WRITTEN TASK:
Arrange the material below as a two-column CSV with the headers text and answer: give each passage that asks for box coordinates its own row, with the passage in one quoted field and the bounding boxes that follow it in the other, line breaks turned into spaces. Leave out the pictures.

======== INPUT ROWS

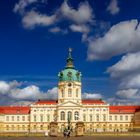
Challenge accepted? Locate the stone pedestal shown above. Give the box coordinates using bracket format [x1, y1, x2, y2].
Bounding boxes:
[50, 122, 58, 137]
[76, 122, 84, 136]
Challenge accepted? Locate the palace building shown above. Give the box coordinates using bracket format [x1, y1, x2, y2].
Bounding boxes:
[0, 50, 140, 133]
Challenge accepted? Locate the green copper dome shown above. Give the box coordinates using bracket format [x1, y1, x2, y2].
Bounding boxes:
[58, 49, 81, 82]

================

COMPLETED TASK:
text,answer
"Challenge accepted? Locate the stone pedestal shown above. Give the box coordinates using bracket format [x1, y1, x2, y2]. Bounding boxes:","[50, 122, 58, 137] [76, 122, 84, 136]"
"Challenge accepted? Locate the palace building shown above. Give the box coordinates using bracket format [x1, y1, x2, y2]. Bounding boxes:","[0, 50, 140, 133]"
"Challenge accepted? Locate the green copper dome shown above. Give the box coordinates using bracket format [x1, y1, x2, y2]. Bounding boxes:","[58, 49, 81, 82]"